[ACTIVITY]:
Each line of the records that holds the word "motorcycle" should be copied out.

Collection entries
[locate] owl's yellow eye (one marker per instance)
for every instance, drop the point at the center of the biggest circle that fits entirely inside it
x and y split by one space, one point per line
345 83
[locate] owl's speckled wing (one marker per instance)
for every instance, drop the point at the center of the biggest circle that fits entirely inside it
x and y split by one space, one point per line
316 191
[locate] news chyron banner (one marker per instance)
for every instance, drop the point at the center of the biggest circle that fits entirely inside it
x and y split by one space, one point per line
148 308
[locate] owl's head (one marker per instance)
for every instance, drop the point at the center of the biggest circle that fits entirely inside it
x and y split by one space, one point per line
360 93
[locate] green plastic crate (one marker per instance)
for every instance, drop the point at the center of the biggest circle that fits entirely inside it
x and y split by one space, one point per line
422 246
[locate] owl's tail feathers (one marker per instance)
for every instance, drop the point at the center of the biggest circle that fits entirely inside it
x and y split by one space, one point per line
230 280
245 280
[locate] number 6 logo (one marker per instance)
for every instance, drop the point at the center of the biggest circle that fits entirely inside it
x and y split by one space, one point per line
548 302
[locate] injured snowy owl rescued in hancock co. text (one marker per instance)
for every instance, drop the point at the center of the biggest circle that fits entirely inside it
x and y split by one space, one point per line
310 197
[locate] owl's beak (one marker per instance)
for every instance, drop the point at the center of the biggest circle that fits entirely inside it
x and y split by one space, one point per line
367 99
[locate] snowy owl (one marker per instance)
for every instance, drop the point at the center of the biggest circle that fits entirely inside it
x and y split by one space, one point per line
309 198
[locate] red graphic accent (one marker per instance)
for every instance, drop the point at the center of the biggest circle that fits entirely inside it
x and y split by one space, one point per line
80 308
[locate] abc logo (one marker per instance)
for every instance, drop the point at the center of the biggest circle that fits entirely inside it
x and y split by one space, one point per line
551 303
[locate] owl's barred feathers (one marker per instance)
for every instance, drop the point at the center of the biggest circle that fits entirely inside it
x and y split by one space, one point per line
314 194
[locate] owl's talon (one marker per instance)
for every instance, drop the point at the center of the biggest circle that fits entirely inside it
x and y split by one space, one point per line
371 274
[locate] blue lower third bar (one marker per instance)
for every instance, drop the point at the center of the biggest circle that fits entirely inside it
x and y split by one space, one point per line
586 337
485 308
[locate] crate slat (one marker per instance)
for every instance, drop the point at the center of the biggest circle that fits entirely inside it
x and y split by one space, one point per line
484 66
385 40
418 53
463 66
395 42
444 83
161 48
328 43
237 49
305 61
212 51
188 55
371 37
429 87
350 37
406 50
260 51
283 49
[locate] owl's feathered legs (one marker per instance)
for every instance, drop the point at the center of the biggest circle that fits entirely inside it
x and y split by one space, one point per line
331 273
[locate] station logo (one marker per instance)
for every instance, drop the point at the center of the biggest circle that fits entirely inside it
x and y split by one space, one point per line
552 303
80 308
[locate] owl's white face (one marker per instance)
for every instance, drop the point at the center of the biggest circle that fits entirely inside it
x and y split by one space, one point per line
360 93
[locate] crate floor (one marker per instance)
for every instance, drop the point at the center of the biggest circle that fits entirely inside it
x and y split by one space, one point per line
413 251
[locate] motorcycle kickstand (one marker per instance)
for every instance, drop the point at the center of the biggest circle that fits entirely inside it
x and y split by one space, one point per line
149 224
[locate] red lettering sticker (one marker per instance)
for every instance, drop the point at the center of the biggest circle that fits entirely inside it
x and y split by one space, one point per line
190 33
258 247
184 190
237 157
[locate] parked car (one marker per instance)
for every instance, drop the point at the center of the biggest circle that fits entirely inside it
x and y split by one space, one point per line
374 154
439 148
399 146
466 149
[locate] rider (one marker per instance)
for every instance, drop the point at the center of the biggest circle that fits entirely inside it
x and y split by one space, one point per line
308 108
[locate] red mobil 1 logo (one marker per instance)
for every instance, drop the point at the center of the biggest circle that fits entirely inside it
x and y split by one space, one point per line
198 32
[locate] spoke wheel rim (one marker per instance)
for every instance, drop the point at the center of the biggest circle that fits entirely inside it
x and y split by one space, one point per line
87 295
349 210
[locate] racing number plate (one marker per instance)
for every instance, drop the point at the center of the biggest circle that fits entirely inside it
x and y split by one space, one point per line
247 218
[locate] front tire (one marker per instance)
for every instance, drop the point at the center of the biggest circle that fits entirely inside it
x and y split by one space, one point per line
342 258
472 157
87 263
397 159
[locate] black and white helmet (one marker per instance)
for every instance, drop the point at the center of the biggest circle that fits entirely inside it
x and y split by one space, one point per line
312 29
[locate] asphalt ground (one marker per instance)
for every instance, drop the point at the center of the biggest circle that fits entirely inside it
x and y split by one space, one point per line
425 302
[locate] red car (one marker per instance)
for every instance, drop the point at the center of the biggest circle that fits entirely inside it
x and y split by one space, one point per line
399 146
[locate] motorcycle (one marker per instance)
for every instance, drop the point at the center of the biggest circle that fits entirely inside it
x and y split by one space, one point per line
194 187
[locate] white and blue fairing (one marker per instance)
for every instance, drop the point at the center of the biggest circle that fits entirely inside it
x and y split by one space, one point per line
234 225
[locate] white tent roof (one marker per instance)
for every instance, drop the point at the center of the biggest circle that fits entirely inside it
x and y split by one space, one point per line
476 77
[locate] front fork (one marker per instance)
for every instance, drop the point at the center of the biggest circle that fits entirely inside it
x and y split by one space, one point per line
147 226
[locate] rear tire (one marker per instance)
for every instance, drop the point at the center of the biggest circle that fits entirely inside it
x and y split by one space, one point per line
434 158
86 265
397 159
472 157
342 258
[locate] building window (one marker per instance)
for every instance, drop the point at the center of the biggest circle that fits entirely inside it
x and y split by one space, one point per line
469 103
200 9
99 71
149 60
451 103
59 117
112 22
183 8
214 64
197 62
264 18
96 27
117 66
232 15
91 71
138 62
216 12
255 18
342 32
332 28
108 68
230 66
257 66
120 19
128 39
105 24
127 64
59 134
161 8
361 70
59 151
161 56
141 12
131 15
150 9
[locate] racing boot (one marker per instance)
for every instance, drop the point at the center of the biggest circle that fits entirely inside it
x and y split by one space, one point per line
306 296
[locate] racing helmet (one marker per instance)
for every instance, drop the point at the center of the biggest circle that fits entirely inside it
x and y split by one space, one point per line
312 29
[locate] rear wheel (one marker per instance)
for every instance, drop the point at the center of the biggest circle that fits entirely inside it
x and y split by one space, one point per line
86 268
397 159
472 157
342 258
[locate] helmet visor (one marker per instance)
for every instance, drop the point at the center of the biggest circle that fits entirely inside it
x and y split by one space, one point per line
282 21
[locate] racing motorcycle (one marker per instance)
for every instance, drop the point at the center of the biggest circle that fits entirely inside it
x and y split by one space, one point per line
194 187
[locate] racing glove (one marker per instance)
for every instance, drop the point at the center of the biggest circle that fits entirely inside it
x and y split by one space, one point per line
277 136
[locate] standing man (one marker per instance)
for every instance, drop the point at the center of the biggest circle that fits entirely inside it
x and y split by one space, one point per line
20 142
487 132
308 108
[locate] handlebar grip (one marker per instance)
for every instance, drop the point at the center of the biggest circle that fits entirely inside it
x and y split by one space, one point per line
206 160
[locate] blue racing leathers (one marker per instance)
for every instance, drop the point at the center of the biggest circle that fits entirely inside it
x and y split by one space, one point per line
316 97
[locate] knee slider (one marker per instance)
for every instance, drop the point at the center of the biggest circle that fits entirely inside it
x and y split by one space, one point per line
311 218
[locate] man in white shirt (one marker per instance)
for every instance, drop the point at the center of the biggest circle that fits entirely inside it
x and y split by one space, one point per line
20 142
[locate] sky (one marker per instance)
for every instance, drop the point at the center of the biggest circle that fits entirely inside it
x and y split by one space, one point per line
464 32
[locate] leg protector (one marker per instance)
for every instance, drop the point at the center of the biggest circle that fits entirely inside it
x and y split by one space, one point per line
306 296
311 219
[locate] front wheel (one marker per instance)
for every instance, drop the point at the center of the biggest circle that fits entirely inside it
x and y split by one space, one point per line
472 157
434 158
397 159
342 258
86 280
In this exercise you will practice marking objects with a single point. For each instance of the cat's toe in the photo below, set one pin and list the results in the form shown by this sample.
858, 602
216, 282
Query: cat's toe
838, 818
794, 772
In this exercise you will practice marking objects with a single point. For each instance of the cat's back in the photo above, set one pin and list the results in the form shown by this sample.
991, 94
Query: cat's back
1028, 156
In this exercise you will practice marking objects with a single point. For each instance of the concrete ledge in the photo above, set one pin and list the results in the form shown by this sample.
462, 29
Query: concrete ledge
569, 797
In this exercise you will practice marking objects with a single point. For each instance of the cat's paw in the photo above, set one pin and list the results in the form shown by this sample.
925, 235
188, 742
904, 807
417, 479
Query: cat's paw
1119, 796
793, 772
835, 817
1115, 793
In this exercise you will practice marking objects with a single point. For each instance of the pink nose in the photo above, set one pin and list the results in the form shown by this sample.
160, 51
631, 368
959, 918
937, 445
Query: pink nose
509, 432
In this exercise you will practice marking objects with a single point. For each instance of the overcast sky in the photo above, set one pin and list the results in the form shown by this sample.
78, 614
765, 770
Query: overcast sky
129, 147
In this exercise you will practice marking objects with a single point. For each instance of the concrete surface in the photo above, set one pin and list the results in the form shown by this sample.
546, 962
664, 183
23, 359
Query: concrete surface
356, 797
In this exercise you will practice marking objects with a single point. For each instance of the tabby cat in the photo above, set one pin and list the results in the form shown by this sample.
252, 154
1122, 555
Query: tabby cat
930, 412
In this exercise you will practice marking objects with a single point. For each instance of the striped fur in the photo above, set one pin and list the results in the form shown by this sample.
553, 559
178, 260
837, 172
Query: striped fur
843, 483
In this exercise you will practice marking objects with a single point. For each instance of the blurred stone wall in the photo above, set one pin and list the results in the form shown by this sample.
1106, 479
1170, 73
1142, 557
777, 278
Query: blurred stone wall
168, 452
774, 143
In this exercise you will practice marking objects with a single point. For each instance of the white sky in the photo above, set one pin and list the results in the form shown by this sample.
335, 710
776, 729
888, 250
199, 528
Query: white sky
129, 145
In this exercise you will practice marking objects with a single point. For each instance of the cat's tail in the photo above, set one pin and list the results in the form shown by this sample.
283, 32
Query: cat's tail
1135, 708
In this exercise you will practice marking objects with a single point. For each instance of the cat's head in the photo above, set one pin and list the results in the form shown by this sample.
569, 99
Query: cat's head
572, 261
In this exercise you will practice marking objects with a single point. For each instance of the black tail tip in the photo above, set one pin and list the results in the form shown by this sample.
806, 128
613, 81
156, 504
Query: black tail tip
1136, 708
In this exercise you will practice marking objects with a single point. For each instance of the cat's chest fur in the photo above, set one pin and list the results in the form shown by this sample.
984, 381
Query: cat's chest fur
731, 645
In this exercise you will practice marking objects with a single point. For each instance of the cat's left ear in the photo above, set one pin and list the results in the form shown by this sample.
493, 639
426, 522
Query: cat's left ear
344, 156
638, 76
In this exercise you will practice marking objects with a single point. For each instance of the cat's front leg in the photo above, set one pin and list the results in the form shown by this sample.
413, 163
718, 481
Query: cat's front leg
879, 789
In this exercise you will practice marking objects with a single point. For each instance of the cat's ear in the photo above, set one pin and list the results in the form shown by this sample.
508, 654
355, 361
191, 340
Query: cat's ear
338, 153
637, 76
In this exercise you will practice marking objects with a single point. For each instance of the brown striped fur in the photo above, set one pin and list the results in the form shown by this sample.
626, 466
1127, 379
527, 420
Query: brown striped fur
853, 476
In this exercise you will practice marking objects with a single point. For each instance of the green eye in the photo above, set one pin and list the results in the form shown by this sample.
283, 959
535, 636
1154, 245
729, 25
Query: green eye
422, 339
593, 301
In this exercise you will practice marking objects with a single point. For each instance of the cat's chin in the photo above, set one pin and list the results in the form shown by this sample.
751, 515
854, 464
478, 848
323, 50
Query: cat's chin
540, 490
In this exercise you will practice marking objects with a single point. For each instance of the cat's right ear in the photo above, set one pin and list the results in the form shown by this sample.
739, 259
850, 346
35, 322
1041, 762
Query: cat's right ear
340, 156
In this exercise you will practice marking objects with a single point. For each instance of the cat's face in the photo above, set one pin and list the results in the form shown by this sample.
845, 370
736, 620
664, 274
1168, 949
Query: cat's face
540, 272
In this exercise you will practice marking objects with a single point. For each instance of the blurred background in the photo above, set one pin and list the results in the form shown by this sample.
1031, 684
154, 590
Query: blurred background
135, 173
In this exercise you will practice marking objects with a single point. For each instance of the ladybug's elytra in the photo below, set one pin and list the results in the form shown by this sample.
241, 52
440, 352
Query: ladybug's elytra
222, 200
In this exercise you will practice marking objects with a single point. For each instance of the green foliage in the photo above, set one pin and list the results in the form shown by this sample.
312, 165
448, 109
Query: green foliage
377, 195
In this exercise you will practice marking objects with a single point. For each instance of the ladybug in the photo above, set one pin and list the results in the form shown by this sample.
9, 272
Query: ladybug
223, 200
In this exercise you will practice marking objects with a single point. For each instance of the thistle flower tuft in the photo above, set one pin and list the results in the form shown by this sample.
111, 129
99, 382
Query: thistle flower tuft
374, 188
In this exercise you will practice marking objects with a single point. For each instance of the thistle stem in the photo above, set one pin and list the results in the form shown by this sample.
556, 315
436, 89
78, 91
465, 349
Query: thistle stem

[WRITTEN RESPONSE]:
[locate] motorcycle kickstand (one marker per instance)
[locate] motorcycle (one marker per instance)
[locate] racing motorcycle (one marker per instance)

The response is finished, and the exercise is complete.